WHAT TO PRODUCE -> The line containing "In this picture, where can the carport" and every line after it, through the last line of the records, are to be transcribed exactly, and nothing else.

(Point-per-instance localization data)
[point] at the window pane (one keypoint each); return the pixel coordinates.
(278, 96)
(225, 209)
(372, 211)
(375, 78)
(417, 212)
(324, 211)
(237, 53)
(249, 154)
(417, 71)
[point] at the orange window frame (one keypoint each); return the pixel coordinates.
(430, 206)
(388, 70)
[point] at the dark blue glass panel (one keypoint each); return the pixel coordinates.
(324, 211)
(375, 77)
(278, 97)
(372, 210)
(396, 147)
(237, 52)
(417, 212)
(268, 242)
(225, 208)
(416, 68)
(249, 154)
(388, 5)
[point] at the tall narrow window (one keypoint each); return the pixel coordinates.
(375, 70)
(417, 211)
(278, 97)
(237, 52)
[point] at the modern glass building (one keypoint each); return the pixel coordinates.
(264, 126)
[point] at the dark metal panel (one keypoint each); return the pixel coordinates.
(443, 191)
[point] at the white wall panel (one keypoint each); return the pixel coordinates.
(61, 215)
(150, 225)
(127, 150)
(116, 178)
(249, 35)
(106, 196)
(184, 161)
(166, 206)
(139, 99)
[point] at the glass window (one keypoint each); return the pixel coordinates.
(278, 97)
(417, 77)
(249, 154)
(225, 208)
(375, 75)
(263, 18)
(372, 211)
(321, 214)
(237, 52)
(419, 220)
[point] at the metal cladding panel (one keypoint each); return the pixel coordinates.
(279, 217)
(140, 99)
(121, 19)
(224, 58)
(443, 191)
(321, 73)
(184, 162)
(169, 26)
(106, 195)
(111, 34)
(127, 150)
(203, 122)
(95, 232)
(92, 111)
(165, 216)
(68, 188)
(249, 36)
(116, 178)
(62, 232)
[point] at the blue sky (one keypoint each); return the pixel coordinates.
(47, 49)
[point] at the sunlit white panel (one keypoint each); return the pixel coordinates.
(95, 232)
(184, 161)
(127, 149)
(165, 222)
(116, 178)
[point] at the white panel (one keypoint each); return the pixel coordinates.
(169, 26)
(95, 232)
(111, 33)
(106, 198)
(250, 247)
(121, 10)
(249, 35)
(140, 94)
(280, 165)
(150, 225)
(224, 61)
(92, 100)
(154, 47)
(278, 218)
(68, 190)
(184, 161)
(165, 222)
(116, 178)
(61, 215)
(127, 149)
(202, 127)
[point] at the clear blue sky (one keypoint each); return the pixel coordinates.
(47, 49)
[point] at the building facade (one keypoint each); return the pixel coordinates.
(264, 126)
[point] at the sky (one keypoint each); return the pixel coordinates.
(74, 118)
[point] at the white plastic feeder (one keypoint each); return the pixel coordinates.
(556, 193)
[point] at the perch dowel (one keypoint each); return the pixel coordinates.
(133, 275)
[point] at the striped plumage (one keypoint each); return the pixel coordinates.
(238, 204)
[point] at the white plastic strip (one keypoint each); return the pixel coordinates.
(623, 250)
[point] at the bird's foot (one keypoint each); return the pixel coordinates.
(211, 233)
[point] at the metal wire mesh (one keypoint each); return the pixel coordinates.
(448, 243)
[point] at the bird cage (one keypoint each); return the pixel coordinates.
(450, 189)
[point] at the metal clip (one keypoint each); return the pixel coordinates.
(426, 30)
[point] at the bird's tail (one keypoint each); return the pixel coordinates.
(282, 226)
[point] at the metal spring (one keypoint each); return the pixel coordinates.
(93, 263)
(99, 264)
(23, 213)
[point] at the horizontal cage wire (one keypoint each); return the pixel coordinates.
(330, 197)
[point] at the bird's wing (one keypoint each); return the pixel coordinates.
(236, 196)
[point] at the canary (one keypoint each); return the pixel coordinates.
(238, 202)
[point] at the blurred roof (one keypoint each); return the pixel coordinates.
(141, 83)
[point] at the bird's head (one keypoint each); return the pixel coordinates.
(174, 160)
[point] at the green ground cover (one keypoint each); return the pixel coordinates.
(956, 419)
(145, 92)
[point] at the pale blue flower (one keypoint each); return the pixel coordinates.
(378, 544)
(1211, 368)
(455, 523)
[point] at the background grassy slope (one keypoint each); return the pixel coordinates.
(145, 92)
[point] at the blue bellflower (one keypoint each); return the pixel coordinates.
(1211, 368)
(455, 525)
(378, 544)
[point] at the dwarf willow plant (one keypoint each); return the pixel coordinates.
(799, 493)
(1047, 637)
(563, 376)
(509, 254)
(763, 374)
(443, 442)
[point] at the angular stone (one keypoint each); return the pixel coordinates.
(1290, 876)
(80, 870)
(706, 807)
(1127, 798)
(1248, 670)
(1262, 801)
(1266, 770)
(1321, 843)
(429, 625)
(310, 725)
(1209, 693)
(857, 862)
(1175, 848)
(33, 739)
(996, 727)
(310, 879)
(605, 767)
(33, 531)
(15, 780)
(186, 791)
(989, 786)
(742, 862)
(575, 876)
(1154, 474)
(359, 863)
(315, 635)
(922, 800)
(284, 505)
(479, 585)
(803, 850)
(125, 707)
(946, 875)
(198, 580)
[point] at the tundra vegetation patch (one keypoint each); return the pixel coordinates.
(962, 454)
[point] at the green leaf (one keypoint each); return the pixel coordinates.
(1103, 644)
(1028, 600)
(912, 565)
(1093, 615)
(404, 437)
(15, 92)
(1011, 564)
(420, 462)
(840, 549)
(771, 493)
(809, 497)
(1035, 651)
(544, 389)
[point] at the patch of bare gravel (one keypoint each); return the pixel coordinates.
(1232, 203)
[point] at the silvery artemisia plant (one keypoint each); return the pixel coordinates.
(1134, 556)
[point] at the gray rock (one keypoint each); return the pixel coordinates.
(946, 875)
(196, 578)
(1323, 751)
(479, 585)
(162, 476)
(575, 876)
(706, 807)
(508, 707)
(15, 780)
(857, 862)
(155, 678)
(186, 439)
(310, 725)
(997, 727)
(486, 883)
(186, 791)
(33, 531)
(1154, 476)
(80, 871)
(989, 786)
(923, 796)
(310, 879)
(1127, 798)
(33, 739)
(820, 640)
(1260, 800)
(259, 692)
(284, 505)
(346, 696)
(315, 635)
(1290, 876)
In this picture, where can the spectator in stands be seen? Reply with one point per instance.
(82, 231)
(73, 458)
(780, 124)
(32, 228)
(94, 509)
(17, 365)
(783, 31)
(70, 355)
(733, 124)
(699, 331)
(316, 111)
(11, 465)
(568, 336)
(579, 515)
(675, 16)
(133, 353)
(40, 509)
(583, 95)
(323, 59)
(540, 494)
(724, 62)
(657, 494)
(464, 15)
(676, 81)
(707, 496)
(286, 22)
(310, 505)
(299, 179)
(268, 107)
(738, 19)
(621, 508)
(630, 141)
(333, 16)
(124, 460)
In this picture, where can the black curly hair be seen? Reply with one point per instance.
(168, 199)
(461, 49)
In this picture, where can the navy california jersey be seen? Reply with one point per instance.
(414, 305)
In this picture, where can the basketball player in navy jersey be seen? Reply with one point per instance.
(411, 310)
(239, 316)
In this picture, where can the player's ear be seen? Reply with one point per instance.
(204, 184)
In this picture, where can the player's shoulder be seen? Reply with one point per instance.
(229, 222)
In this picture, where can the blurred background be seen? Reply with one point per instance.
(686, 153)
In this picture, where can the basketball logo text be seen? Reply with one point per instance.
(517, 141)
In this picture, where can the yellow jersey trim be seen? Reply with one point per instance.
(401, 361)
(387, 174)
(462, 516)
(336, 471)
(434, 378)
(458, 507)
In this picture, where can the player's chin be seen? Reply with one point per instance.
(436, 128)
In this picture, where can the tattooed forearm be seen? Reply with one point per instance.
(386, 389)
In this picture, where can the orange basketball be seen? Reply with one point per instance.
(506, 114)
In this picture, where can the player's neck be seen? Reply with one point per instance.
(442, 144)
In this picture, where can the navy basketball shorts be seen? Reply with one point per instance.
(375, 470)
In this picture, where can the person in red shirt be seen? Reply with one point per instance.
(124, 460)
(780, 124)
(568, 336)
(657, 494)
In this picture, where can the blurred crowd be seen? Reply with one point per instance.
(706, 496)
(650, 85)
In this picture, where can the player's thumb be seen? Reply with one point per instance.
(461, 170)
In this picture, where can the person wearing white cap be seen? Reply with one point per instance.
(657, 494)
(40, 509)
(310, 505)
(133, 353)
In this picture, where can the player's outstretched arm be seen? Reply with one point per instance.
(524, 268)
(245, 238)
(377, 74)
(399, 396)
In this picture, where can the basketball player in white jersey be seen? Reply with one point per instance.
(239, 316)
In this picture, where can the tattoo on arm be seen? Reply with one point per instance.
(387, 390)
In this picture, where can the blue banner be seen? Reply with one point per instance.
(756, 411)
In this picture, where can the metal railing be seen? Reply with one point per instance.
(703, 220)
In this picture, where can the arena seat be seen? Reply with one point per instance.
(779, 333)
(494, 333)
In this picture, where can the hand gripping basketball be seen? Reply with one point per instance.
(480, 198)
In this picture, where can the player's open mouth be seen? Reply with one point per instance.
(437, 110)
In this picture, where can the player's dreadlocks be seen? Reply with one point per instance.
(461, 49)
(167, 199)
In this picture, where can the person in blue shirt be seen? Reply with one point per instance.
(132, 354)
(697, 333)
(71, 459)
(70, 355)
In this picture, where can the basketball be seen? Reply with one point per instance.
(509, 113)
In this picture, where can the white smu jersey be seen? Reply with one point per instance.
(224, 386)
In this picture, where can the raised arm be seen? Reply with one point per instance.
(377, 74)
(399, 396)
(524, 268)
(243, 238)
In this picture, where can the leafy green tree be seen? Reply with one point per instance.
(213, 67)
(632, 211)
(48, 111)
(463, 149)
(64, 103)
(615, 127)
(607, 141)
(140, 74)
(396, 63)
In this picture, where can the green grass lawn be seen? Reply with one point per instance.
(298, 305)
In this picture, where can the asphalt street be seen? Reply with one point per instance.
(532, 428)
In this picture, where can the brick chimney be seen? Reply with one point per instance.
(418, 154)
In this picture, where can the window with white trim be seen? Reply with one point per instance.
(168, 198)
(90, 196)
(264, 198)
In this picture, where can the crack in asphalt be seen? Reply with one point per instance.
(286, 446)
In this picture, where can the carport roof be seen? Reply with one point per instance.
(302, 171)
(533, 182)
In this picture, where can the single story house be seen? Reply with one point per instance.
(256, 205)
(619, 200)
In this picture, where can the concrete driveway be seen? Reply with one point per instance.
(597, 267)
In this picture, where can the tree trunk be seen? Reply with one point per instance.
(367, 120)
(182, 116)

YOUR SOLUTION ->
In this picture, where can the carport roof be seen? Reply with one point per instance.
(302, 171)
(533, 182)
In this picture, where can the single story house be seen? Reply with one point per instance.
(256, 205)
(619, 200)
In this picture, where can the concrete driveway be seen? Reply with one point per instance.
(597, 267)
In this picture, where can the tree trunk be seen? Reply with one point per instance.
(367, 120)
(182, 116)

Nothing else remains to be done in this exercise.